JOB
Repeat the records exactly. Every line must match.
======== STORED RECORDS ========
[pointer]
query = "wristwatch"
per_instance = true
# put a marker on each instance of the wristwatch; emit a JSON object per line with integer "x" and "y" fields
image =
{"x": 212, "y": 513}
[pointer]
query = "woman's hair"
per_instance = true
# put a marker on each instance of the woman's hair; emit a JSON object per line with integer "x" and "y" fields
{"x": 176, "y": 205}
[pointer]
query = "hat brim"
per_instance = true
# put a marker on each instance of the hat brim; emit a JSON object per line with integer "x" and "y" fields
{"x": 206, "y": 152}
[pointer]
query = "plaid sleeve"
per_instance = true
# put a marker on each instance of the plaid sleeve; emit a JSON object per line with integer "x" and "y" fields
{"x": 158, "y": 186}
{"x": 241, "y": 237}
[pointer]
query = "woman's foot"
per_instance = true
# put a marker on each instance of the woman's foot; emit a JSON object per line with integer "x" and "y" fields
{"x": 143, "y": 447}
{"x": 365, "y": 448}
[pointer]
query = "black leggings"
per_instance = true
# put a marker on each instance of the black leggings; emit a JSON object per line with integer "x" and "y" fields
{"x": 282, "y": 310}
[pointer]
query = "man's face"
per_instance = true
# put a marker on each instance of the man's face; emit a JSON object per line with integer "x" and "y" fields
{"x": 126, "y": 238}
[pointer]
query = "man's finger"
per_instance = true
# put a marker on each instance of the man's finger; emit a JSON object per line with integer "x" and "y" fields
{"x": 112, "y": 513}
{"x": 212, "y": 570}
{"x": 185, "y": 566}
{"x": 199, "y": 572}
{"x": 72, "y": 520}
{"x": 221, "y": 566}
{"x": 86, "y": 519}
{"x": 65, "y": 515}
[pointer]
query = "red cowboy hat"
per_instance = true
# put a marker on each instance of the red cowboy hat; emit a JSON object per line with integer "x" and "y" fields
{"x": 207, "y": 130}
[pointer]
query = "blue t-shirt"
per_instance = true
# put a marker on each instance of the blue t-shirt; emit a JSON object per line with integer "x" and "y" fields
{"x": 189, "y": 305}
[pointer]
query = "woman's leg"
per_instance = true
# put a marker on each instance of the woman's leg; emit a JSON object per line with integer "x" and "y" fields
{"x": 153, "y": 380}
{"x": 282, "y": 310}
========
SOLUTION
[pointer]
query = "wristwatch"
per_instance = true
# put a marker on each instance of the wristwatch; emit a JSON object per line with integer "x" and "y" fields
image =
{"x": 212, "y": 513}
[pointer]
query = "woman's hair"
per_instance = true
# put a marker on each instance of the woman's hair; emit a JSON object per line with integer "x" and "y" fields
{"x": 176, "y": 205}
[pointer]
query = "hat brim"
per_instance = true
# put a marker on each instance of the hat brim; emit a JSON object per line with integer "x" and "y" fields
{"x": 206, "y": 152}
[pointer]
query = "plaid sleeve"
per_instance = true
# put a marker on each instance of the plaid sleeve; emit a JSON object per line with integer "x" and "y" fields
{"x": 158, "y": 186}
{"x": 241, "y": 237}
[pointer]
query = "woman's foot"
per_instance = true
# put a marker on each instance of the woman's foot; emit a JSON object per line with integer "x" and "y" fields
{"x": 143, "y": 447}
{"x": 365, "y": 448}
[pointer]
query = "black leggings"
per_instance = true
# put a marker on each instance of the black leggings; emit a JSON object per line with integer "x" and "y" fields
{"x": 282, "y": 310}
[pointer]
query = "man's face"
per_instance = true
# put a marker on each instance of the man's face; emit a JSON object per line with integer "x" and "y" fields
{"x": 126, "y": 238}
[pointer]
query = "man's finger"
per_instance = true
# put a marker on each instance of the man's finger; emit a JSON object per line with integer "x" and "y" fields
{"x": 112, "y": 513}
{"x": 212, "y": 570}
{"x": 185, "y": 566}
{"x": 199, "y": 572}
{"x": 72, "y": 520}
{"x": 221, "y": 566}
{"x": 86, "y": 519}
{"x": 65, "y": 515}
[pointer]
query = "red cowboy hat"
per_instance = true
# put a marker on each instance of the red cowboy hat; emit a JSON object per line with integer "x" and "y" fields
{"x": 207, "y": 130}
[pointer]
query = "blue t-shirt"
per_instance = true
# put a marker on each instance of the blue t-shirt; emit a JSON object per line with integer "x" and "y" fields
{"x": 189, "y": 305}
[pointer]
query = "woman's leg"
per_instance = true
# put a marker on each instance of the woman's leg; emit a JSON object per line with integer "x" and "y" fields
{"x": 153, "y": 380}
{"x": 282, "y": 310}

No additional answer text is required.